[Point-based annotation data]
..........
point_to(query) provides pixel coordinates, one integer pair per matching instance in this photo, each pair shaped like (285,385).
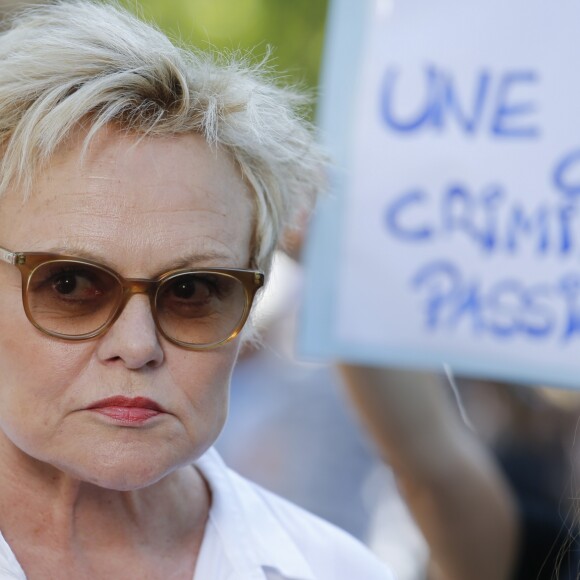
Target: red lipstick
(126,410)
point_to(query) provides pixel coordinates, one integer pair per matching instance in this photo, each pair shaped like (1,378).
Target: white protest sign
(453,234)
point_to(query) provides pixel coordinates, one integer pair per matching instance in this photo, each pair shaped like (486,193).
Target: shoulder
(285,537)
(331,552)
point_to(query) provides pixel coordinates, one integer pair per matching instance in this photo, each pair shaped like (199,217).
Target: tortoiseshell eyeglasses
(77,299)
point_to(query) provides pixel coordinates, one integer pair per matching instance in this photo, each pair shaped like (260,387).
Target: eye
(76,284)
(193,288)
(71,284)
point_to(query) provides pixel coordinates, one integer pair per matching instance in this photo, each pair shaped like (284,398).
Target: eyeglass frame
(28,262)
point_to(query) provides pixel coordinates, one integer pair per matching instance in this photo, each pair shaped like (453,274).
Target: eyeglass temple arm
(7,256)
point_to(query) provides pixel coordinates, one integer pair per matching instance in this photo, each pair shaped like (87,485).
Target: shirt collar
(253,539)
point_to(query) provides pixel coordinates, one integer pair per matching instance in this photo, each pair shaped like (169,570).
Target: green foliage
(294,29)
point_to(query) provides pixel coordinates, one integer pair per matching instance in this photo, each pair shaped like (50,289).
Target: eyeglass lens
(74,299)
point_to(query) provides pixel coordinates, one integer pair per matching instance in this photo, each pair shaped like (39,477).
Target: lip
(127,410)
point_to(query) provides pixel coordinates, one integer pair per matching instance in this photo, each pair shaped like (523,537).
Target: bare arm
(451,483)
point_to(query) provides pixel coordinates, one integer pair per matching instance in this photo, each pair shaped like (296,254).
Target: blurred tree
(294,29)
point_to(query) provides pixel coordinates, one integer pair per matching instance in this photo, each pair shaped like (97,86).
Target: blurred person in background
(494,499)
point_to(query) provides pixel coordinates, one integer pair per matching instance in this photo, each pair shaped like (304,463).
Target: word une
(502,104)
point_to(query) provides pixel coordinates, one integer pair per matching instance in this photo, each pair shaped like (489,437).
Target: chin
(126,470)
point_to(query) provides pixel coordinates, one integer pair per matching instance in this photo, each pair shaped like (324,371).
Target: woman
(143,189)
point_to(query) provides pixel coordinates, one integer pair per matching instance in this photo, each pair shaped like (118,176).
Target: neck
(77,518)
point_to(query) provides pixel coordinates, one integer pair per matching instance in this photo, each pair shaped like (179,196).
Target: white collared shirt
(251,534)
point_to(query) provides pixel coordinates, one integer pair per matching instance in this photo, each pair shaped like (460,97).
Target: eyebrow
(190,260)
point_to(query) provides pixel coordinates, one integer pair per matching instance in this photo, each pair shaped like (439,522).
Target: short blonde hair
(70,62)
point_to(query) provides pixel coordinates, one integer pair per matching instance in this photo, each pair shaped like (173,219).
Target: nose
(133,339)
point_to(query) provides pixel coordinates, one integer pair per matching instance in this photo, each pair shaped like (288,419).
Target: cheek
(204,380)
(36,375)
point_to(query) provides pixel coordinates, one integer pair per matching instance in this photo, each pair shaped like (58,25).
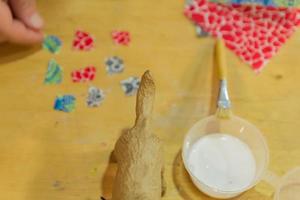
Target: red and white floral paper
(254,33)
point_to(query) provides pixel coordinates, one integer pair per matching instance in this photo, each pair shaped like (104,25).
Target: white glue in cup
(239,133)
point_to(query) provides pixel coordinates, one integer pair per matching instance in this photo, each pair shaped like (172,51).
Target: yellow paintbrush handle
(221,60)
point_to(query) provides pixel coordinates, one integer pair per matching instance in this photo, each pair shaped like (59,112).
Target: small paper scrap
(54,73)
(130,85)
(121,37)
(65,103)
(84,75)
(83,41)
(52,43)
(95,97)
(114,65)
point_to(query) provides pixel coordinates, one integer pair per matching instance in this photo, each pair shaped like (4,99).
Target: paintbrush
(224,104)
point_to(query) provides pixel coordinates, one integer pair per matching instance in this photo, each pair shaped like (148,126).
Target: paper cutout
(254,33)
(130,86)
(52,43)
(114,65)
(84,75)
(54,73)
(83,41)
(121,37)
(200,32)
(95,97)
(273,3)
(65,103)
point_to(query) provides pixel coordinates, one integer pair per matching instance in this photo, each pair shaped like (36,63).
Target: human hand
(19,22)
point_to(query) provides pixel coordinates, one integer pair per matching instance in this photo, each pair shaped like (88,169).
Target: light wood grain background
(50,155)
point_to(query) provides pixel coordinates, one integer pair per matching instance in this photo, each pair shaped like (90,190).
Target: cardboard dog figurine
(139,153)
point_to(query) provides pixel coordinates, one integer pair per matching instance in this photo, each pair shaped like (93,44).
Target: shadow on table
(109,174)
(11,52)
(107,181)
(189,191)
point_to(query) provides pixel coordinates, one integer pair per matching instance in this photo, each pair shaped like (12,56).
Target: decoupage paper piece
(121,37)
(200,32)
(114,65)
(95,97)
(52,43)
(273,3)
(254,33)
(130,86)
(54,73)
(83,41)
(84,75)
(65,103)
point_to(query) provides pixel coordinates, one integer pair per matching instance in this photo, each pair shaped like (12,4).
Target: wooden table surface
(51,155)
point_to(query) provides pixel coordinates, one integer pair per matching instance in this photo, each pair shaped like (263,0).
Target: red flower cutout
(84,75)
(83,41)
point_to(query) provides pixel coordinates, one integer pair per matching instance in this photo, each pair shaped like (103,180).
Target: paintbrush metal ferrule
(223,100)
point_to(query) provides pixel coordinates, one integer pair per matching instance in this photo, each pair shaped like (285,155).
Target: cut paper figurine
(83,41)
(130,85)
(84,75)
(95,97)
(54,73)
(139,153)
(65,103)
(254,33)
(114,65)
(52,43)
(121,37)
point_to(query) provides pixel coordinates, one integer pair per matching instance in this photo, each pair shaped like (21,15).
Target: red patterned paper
(83,41)
(121,37)
(84,75)
(254,33)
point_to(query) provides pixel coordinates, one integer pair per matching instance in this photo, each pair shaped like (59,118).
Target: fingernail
(36,21)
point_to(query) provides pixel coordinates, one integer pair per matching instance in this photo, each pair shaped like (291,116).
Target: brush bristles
(224,113)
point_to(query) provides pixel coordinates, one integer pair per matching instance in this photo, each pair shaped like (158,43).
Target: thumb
(25,11)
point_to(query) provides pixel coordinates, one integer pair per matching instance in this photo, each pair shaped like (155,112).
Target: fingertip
(21,35)
(36,21)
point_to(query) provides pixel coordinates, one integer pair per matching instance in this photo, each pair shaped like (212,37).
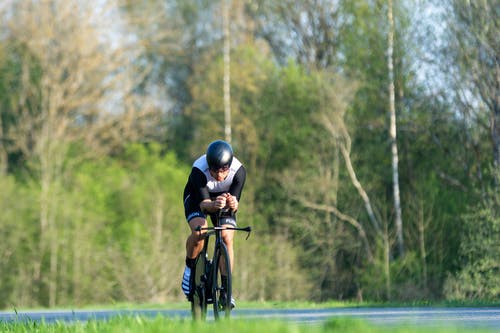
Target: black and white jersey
(201,185)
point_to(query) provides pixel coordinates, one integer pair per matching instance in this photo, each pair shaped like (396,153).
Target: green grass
(137,324)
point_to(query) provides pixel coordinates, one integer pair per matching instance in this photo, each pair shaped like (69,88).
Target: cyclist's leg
(228,237)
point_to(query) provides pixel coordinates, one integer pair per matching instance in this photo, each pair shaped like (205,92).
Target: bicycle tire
(199,299)
(221,294)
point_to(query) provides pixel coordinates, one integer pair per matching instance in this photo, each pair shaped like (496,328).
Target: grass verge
(137,324)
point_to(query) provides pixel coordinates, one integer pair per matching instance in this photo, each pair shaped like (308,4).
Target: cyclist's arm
(236,188)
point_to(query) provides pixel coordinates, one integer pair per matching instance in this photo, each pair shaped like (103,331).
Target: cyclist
(215,183)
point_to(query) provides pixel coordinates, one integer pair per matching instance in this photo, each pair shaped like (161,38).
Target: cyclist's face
(220,174)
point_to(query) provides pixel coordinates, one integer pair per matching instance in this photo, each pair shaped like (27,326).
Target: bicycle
(208,287)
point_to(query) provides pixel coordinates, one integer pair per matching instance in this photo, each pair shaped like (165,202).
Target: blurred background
(370,131)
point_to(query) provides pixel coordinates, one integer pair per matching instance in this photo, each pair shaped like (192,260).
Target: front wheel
(199,297)
(221,283)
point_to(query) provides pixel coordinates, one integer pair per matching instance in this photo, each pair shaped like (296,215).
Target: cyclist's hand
(232,202)
(220,202)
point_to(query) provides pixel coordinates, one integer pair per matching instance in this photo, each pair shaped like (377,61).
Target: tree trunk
(392,133)
(227,70)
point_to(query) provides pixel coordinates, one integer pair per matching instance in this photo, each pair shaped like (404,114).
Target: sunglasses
(222,169)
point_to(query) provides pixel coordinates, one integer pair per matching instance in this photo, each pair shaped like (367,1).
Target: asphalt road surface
(486,317)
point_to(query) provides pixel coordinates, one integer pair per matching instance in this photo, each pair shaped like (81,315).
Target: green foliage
(479,277)
(141,324)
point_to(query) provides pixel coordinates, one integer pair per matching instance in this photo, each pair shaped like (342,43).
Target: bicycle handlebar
(246,229)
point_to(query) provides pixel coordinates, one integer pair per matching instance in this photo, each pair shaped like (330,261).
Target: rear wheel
(221,283)
(199,299)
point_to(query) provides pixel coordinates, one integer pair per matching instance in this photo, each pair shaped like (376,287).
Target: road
(487,317)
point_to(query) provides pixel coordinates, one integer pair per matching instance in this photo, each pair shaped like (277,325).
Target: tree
(83,93)
(392,130)
(472,46)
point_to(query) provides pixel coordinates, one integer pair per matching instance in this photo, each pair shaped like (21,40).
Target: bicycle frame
(209,287)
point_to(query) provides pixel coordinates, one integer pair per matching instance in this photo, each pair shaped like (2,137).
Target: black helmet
(219,155)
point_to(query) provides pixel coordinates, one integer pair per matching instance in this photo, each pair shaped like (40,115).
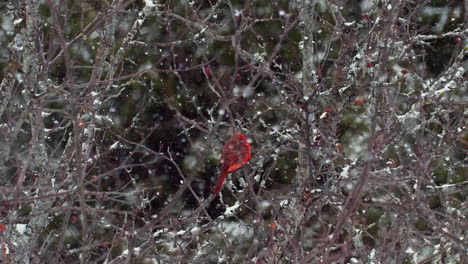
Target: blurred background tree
(113,115)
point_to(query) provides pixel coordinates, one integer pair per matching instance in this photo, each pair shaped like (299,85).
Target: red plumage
(236,152)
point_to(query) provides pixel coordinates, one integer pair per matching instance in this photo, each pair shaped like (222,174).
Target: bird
(236,152)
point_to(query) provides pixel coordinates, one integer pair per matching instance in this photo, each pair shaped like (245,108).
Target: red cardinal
(236,152)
..........
SHORT TASK
Starting at the line that contains "shaped like (342,43).", retype each line through the final one in the listing, with both ends kept and the pictures omitted.

COMPLETE OUTPUT
point_to(query) provides pixel coordinates, one integer pair per matching instance in this photo, each pair shaped like (342,43).
Target: bicycle handlebar
(246,229)
point_to(query) provides pixel coordinates, one integer pair per matching instance in this photo, each pair shaped like (330,261).
Target: rear wheel
(221,283)
(199,299)
point_to(query) provides pixel coordinates, one integer pair per matching instance in this photo, each pair shaped like (376,287).
Target: road
(487,317)
point_to(query) provides pixel coordinates, one integer pair per matching instance in this photo, each pair shaped like (277,325).
Target: tree
(83,93)
(392,130)
(472,46)
point_to(query) provides pixel coordinates, one integer pair per matching instance in this photo, each pair shaped like (21,40).
Target: bicycle frame
(209,287)
point_to(query) provides pixel coordinates, one integer pair per matching instance in this photo, each pair shaped like (2,137).
Target: black helmet
(219,155)
point_to(query) provides pixel coordinates, one integer pair per matching instance in this photo, each pair shaped like (40,115).
Target: blurred background tree
(113,115)
point_to(query) provides pixel coordinates, one integer pair per matching instance in this photo, each pair shaped like (299,85).
Target: red plumage
(236,152)
point_to(query) provides pixel coordinates, one integer pair per matching instance in this photo, each pair shaped like (222,174).
Target: bird
(236,152)
point_to(query) provides pixel coordinates, one integer pair per matching instance in this photo, each pair shaped like (245,108).
Target: red cardinal
(236,152)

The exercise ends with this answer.